▸ **AVAILABLE RECORDS**:
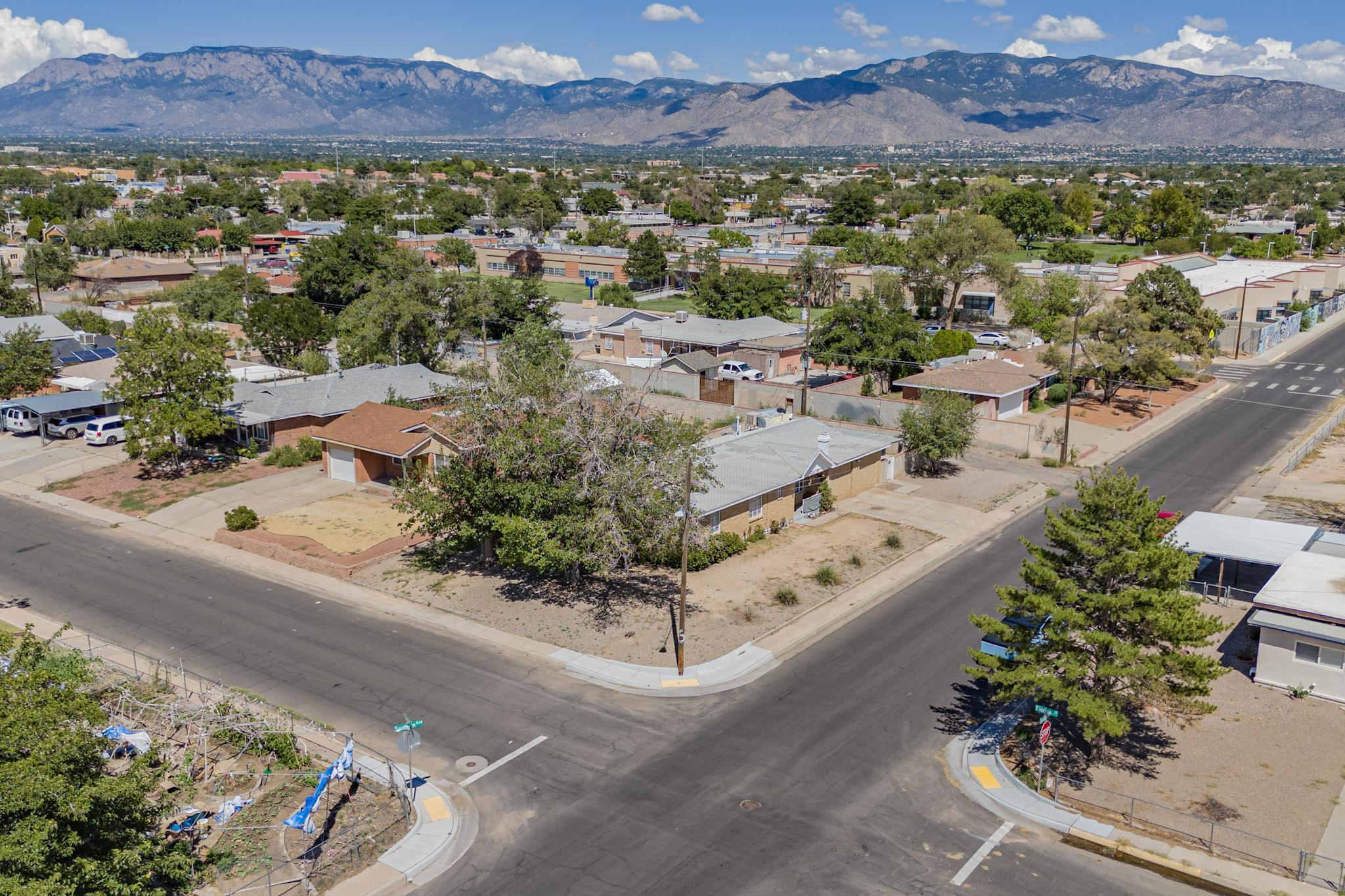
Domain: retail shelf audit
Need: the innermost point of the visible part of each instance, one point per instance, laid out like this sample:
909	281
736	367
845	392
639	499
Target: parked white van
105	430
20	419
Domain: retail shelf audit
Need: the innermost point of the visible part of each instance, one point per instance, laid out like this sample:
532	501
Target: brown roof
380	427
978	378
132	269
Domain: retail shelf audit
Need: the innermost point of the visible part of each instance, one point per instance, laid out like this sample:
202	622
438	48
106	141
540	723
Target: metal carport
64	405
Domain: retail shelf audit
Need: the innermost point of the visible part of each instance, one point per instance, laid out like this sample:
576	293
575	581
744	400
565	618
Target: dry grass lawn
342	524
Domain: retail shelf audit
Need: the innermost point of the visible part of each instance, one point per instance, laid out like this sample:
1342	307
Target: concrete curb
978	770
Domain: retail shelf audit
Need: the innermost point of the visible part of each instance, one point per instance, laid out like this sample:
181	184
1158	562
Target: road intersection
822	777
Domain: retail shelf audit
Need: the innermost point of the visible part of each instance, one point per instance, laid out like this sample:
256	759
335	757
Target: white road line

▸ **PROMPT**:
Reproduce the entire listing above verbatim, leaving out the pictures.

▸ **WRITTEN ANSWER**:
Domain: retail shelf audit
Need: the innermost point of the visible part of each instance, one point per instance, laid out like this sample:
909	281
736	367
845	392
639	499
Target: parked white van
105	430
20	419
Domain: retail shelf audit
Need: the innermost point of the visible part of each instance, one point per instance, laid out like this sample:
532	501
Target: brown roof
380	427
978	378
132	269
Domain: retail shelf audit
Need: the innermost point of the visible part of each instance, one point per instance, laid out like this sample:
202	622
438	48
106	141
540	723
Target: metal carport
64	405
Domain: retail shelf audit
Need: the innermost point of the visible part of each instance, one point per instance, laid out like this sample:
576	293
575	581
744	400
565	618
Target: dry grass lawn
342	524
Domain: retail shelf audit
Need: the innermost point of the visible part of each instance, one point per instance, laid out like this sample:
1342	307
Target: concrete curb
978	770
Domain: retail shelf audit
Need: the innermost point of the visible part of each instance, one point per instance, laid out like this sample:
181	184
1158	562
Target: road intersection
822	777
Domain: retail shelf audit
Need: the innermost point of the visible part of each instance, one point per instance, laid out like this sample:
256	759
335	757
Target: white road line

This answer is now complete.